--- Begin DATA TO PROCESS ---

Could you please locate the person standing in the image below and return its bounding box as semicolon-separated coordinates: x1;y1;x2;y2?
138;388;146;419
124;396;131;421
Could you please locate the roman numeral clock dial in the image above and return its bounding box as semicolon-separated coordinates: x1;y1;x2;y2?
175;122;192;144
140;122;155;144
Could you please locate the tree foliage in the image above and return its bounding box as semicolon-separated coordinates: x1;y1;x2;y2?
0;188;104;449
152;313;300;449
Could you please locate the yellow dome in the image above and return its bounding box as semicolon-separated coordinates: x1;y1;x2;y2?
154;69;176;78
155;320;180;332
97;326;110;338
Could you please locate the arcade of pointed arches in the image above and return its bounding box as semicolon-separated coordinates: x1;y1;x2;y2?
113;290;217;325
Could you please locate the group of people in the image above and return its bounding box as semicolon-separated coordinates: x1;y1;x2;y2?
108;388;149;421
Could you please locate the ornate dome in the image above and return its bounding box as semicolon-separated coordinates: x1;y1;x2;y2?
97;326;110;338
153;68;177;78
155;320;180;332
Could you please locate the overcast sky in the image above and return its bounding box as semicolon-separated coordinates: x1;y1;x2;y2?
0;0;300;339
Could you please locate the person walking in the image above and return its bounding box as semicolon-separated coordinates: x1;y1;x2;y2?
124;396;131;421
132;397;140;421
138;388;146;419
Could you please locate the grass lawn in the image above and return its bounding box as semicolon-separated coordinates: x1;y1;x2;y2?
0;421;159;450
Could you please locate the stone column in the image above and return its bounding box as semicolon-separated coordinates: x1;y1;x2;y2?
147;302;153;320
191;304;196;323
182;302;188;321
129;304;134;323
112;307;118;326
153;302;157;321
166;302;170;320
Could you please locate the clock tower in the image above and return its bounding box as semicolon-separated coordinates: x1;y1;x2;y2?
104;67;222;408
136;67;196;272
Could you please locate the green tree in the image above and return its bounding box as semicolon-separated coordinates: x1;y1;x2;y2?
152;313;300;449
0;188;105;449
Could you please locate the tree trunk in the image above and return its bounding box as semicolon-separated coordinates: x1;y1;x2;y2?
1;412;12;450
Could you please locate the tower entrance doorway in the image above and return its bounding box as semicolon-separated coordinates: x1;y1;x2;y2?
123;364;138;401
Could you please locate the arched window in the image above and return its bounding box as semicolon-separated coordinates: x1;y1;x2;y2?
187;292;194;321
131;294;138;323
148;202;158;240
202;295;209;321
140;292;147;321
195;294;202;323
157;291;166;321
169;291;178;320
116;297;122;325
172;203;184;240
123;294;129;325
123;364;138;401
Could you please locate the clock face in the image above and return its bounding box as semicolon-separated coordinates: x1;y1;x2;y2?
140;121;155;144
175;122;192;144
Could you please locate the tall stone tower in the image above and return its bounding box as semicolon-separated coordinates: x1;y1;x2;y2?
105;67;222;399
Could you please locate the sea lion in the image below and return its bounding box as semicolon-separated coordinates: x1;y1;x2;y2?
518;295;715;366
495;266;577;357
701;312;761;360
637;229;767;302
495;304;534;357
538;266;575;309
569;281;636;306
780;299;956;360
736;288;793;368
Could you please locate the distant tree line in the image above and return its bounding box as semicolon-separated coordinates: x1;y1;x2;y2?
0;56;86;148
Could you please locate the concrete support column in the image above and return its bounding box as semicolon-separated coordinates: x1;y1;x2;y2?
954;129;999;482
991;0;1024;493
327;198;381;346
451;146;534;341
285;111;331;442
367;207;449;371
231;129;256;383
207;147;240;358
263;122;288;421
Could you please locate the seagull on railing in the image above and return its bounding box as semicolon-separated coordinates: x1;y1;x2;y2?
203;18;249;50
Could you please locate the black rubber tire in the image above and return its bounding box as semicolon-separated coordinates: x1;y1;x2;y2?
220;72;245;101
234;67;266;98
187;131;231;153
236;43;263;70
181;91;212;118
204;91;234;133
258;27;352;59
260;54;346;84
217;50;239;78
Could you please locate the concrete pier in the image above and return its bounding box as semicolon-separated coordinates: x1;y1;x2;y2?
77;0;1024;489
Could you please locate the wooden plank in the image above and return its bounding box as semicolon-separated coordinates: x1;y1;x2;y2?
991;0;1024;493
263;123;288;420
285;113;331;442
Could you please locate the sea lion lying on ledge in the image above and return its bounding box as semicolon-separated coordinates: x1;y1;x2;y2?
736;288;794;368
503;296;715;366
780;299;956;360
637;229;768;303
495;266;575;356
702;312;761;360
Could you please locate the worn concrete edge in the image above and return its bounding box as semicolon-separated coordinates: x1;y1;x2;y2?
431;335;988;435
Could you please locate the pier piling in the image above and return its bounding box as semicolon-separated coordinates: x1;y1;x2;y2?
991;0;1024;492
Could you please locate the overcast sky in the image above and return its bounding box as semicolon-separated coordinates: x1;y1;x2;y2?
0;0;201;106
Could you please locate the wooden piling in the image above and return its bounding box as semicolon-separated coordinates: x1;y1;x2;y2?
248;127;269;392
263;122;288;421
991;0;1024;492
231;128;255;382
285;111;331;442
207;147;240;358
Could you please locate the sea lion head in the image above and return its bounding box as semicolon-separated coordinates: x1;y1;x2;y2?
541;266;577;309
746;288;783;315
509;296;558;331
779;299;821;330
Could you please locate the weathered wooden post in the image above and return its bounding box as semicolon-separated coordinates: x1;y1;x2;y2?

--- End DATA TO PROCESS ---

THE EXERCISE: Please echo the items above line for line, with no changes.

RESPONSE:
Could you please locate the person standing in the image below and return its bounding box as semicolon-separated coordinates: x1;y1;x2;y2?
138;388;146;419
124;396;131;421
Could you please locate the roman numeral clock dial in the image above and return its bounding box as semicolon-separated coordinates: x1;y1;x2;y2?
175;122;192;144
140;122;155;144
Could you please locate the tree foliage in the image above and return its bounding box as semicolon-separated coordinates: x1;y1;x2;y2?
0;188;104;449
152;313;300;449
Could you please locate the yellow dome in the image above and return its bounding box as semicolon-separated coordinates: x1;y1;x2;y2?
154;69;176;78
155;320;180;332
97;326;110;338
Could you please locate the arcade of pointed arches in the image above and return its bounding box as semicolon-separated coordinates: x1;y1;x2;y2?
113;290;217;325
Could you please locate the group of people in the image above and return its bounding box as semicolon-separated coordinates: x1;y1;x2;y2?
108;388;149;421
Could you please locate the ornate dome in the image above and return its bounding box as semicolon-separated coordinates: x1;y1;x2;y2?
97;326;110;338
153;68;177;78
155;320;180;332
Could you please locate the overcast sky in the image above and return its bounding box as semicolon-separated coordinates: x1;y1;x2;y2?
0;0;300;339
Could you please locate the person walking in the image above and return its bounding box as semicolon-separated coordinates: x1;y1;x2;y2?
124;396;131;421
132;397;140;421
138;388;146;419
Could you please locate the grass lawn in the image above and return its bounding box as semicolon-separated coordinates: x1;y1;x2;y2?
0;421;159;450
Could you please locate the stone column in the image above and return its bounding box as semicolon-separated coordinates: x1;y1;x2;y2?
147;302;153;320
191;304;196;323
182;302;188;321
129;304;134;323
112;307;118;326
153;302;157;321
166;302;170;320
Could you please locate the clock tower in the image above and return its bounding box as semicolon-separated coordinates: x1;y1;x2;y2?
104;67;222;408
136;67;196;272
Could you please locate the green tree in the image above and return its bounding box as semicolon-separated coordinates: x1;y1;x2;y2?
152;313;300;449
0;188;105;449
Could you please locate the tree trunk in the image above and return its bounding box as semicolon-separated coordinates: x1;y1;x2;y2?
1;412;12;450
Could you please locate the tower entrance doorway in the image above and return its bounding box as semicolon-separated coordinates: x1;y1;x2;y2?
123;364;138;401
Could you please locate the arched window in the image above and return its bounding box as semicolon-separated coordinates: x1;y1;x2;y2?
187;292;194;321
131;294;138;323
148;202;158;240
202;295;209;321
140;292;147;321
195;294;202;323
157;291;166;321
169;291;178;320
116;297;122;325
172;203;184;240
123;294;129;325
123;364;138;401
Could you please locate the clock face in the image above and return its bounding box as semicolon-separated coordinates: x1;y1;x2;y2?
140;121;155;144
175;122;192;144
Could you please locate the tall stone tower in the image above and return its bounding box as semicolon-separated coordinates: x1;y1;x2;y2?
105;67;222;399
Could you please locate the sea lion in the image below and return its bounding box as semicolon-separated coordinates: x1;y1;x2;y2?
518;295;715;366
495;266;577;357
701;312;761;360
637;229;767;302
495;304;534;357
538;266;575;309
569;281;636;306
780;299;956;360
736;288;793;368
Could you please locate the distant tree line in the image above and return its bounding box as semicolon-separated coordinates: x1;y1;x2;y2?
0;56;86;148
Could you please locate the concrete support column in the image above and return its bounding box as semicolon-separated coordinates: x1;y1;x2;y2?
954;129;999;482
991;0;1024;493
327;198;381;346
451;146;534;341
285;111;331;442
367;207;449;371
231;129;256;383
207;147;240;358
263;122;288;421
Could you please locate the seagull on railing in the image above and return its bounding box as semicolon-separated coordinates: x1;y1;x2;y2?
203;18;249;50
Could you please locate the black rubber tire in the image above and return its bounding box as semicolon-separated coordinates: x1;y1;x2;y2?
220;72;245;101
234;67;266;98
187;131;231;153
236;43;263;70
181;91;212;118
204;91;234;133
258;27;352;59
260;54;346;84
217;50;239;78
Could you please locate the concrete pier in the image above and return its bounding box as semicolon-separated coordinates: x1;y1;x2;y2?
77;0;1024;489
Could you please locate the wooden plank in the image above and return its bounding box as semicolon-separated coordinates: x1;y1;x2;y2?
991;0;1024;493
263;123;288;420
285;113;331;442
Could you please locate the sea lion lying on ledge in the image above and return its bounding box as semicolon-separated coordinates: x1;y1;x2;y2?
736;288;794;368
503;296;715;366
780;299;956;360
637;229;768;303
495;266;575;356
702;312;761;360
Could you please locate the worn concrete edge in the image above and return its bounding box as semicolon-separated coordinates: x1;y1;x2;y2?
431;335;988;435
Could you please locate the pier piling in the image above and return its bounding box as semicolon-separated coordinates: x1;y1;x2;y2?
991;0;1024;492
Could you please locate the overcast sky in the image above and return its bounding box as semicolon-separated coordinates: x1;y1;x2;y2?
0;0;201;106
Could you please locate the wooden piling in the image above and return its bounding box as semicolon-separated coordinates: x1;y1;x2;y2?
248;127;269;392
263;122;288;421
991;0;1024;492
231;128;255;382
285;111;331;442
207;147;240;358
Could you please locate the sea lion head in the image above and return its bounding box as semicolon-separated coordinates: x1;y1;x2;y2?
541;266;577;309
746;288;783;315
509;296;558;331
779;299;821;330
Could you please locate the weathered wooden post in the image above and return its bounding box as semicolon-separated coordinates: x1;y1;x2;y2?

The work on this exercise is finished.